Provided passage:
****************

Yesterday I suggested the primary folly was the folly of God as revealed in the original creative act. As an action of freedom, it was oriented toward and done on behalf of the other. I also proposed that, for Christians, Jesus is the embodiment of this divine foolishness that knowingly, lovingly, and willingly makes room for the other, for the not me.
I have the good fortune of having a friend and also a brother-in-law who regularly practice this kind of holy foolishness — foolishness as the simple and sacred practice of making room for the other. You may know people who have the same propensity. A brief description of what I have in mind and what I have witnessed enough to know that it is not an anomaly but rather a way of life may be helpful for the rest of us as a living reminder that holy foolishness does not necessarily entail something outrageous or attention-drawing or extraordinary.

****************

Stored data:

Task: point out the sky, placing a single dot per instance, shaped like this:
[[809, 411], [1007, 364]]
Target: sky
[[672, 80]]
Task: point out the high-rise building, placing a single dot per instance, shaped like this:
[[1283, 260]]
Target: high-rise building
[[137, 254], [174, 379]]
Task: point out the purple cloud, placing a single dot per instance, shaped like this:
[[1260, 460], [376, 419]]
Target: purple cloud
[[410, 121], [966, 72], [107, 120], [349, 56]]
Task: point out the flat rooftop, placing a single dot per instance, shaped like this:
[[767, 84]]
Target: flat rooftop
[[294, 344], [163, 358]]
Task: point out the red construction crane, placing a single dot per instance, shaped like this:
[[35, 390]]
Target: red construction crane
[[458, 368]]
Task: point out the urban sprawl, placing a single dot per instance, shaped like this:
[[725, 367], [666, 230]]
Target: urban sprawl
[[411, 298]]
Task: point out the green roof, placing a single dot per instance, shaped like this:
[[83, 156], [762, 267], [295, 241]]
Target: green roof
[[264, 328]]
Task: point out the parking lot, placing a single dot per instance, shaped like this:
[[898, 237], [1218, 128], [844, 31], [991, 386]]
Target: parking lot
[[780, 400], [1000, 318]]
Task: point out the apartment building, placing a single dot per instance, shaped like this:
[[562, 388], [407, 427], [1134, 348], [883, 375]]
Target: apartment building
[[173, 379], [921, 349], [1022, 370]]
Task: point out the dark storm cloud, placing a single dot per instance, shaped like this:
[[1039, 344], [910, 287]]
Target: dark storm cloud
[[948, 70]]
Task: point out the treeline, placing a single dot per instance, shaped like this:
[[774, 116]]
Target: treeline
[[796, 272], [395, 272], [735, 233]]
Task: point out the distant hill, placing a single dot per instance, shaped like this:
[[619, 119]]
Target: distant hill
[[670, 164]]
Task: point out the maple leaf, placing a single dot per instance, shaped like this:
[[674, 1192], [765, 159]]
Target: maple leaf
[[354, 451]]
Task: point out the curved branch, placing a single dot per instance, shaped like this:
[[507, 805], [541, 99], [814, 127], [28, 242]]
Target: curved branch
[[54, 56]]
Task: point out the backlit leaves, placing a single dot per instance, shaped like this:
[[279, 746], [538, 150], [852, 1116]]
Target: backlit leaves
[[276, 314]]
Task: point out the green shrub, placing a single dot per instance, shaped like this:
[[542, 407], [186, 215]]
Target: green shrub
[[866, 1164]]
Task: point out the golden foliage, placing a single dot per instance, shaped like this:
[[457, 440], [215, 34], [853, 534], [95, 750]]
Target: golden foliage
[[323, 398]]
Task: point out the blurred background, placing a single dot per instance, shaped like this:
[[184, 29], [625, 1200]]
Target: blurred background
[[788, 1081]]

****************

Required work:
**a)** Could you reproduce word for word the stretch of the holy foolishness passage from "I have the good" through "attention-drawing or extraordinary."?
**b)** How would you carry the reflection on holy foolishness further, picking up after its final sentence?

Written responses:
**a)**
I have the good fortune of having a friend and also a brother-in-law who regularly practice this kind of holy foolishness — foolishness as the simple and sacred practice of making room for the other. You may know people who have the same propensity. A brief description of what I have in mind and what I have witnessed enough to know that it is not an anomaly but rather a way of life may be helpful for the rest of us as a living reminder that holy foolishness does not necessarily entail something outrageous or attention-drawing or extraordinary.

**b)**
In a world strewn with self-absorbed people, my friend JB and my brother-in-law Dick stand out as they share a common way of being in the world and engaging with others. It is a way of being that seems natural to each of them. But I know that it happens by conscious choice. It is no accident. It involves a subtle and natural setting aside of one’s self-interest in favor of focusing on and being present to the other. A simple sacrifice, it takes energy and effort. Although simple it has a profound and lasting impact.
I have been on the receiving end of this hospitality. But where I was originally aware of it and am now continually touched by it is when I observe how these men, one a godfather and one an uncle, interact with my children. It both pleases me and makes sense to me that we chose JB twenty-three years ago to be my daughter’s godfather since, as I have just written, I believe this form of holy foolishness is grounded in the original folly of God who makes room for the other. And what better gift could an uncle offer than his undivided attention?
What they do quite simply and quite well is this: they “go out of their way” to take an interest in each of my children. They make room for them by asking evocative questions that invite my children to talk about themselves. Then they do five simple (and I think transformative) things:
- They listen genuinely.
- They pay attention completely.
- They take delight in fully.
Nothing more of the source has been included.